Il faut donc en finir avec le syndrome du peuple/enfant-roi qui nous conduit nulle part. Il déresponsabilise notre peuple, qui comprend qu’on le pourrit et le gâte pour qu’il ne grandisse pas, et paralyse les élites politiques qui ne remplissent plus leurs fonctions de conduite. Le Conseil fédéral aura beau s’y reprendre autant de fois et aussi longtemps qu’il le souhaite, il ne parviendra jamais à faire prendre au peuple des vessies pour des lanternes! Qu’il ait la volonté de surmonter ses divisions et le courage de défendre son projet devant ce peuple qu’il semble craindre.     

 

Georges Martin

Georges Martin est né en 1952. Après avoir obtenu sa licence de Sciences politiques à l’Université de Lausanne, il est entré au Département fédéral des affaires étrangères (DFAE) en 1980. Les différentes étapes de sa carrière l’ont amené en Allemagne, New-York (ONU), Afrique du Sud, Israël, Canada, France, Indonésie, Kenya. Il fut Secrétaire d’Etat adjoint et Chargé de missions spéciales au DFAE.

• • • • •

**Énoncé a**
Dans la liste, reprends les lignes comprises entre celle qui contient « I'd like to know if the distant » et celle qui contient « 0 439 333 470 », bornes incluses, et modifie-les en remplaçant « distant field » par « faraway meadow » sans rien changer d'autre.

**Lignes d'un jeu de données d'annotation par boîtes**
• • • • •

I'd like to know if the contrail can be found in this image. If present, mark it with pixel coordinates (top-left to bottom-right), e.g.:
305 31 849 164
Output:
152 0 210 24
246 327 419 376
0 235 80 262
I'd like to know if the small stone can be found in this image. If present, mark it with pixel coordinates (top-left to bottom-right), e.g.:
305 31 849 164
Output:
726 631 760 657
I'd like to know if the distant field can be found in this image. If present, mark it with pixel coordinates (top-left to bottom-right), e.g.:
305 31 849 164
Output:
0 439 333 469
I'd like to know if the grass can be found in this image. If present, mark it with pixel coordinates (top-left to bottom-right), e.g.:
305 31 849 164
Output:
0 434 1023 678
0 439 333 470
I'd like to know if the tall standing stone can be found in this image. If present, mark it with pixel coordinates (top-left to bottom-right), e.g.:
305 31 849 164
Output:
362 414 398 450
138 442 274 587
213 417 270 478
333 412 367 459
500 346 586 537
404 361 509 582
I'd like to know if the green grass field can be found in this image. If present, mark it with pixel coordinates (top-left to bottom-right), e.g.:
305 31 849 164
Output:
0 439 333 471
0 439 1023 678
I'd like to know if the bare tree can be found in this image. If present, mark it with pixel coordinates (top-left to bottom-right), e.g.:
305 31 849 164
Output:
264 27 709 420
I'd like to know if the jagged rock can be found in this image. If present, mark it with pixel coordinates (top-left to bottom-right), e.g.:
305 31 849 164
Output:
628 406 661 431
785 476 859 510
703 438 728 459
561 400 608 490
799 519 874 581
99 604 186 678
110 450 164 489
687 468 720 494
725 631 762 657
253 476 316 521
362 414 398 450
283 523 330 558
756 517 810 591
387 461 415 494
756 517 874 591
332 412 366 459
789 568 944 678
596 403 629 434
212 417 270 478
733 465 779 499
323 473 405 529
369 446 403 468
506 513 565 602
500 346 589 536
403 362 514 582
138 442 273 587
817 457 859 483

• • • • •

**Énoncé b**
Selon le texte retenu, en quelle année Georges Martin est-il entré au Département fédéral des affaires étrangères ?

**Réponse finale a**
I'd like to know if the faraway meadow can be found in this image. If present, mark it with pixel coordinates (top-left to bottom-right), e.g.:
305 31 849 164
Output:
0 439 333 469
I'd like to know if the grass can be found in this image. If present, mark it with pixel coordinates (top-left to bottom-right), e.g.:
305 31 849 164
Output:
0 434 1023 678
0 439 333 470

**Réponse finale b**
En 1980.